§ **Exercise details**: Please report how many lines in the listing below contain the string "instance", matching case exactly. Give only the number.

§ **Given records**:
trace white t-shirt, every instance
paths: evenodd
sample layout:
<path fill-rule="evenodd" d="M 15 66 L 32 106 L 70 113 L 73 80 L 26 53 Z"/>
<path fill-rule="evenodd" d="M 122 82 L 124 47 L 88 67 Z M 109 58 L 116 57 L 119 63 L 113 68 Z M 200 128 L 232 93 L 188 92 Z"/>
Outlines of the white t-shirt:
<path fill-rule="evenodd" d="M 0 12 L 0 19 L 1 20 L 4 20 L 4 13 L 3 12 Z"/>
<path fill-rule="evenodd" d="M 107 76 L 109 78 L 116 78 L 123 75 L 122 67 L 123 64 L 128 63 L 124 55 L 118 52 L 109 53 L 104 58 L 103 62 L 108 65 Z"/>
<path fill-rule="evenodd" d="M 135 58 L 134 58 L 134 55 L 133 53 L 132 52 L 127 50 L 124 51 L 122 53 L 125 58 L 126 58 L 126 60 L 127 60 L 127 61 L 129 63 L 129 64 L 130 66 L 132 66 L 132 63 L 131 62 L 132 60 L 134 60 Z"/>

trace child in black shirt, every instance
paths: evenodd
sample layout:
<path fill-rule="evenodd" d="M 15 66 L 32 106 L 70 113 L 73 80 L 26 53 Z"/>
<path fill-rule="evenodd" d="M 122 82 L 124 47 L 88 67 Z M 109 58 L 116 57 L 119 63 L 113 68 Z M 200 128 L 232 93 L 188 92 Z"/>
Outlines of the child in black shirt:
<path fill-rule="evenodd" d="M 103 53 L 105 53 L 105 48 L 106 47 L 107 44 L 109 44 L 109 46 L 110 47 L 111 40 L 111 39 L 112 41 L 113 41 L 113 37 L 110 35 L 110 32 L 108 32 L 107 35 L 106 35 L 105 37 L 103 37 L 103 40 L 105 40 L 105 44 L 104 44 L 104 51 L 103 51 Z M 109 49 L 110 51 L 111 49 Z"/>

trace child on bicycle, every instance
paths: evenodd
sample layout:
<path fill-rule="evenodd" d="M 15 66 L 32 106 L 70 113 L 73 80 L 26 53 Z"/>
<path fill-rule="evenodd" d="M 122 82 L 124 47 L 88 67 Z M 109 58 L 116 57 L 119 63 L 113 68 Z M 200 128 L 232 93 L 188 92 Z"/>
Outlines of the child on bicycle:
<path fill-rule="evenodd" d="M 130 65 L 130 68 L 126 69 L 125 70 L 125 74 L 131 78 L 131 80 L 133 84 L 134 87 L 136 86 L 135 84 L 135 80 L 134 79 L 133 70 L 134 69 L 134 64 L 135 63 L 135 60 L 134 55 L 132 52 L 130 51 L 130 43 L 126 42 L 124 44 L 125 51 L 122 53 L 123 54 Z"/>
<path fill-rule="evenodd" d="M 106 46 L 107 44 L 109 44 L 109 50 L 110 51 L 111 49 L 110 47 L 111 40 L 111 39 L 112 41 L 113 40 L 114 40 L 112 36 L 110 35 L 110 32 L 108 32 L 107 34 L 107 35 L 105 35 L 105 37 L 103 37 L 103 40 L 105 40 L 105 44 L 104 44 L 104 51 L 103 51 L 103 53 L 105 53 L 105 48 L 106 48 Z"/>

§ **Solved problem**: 3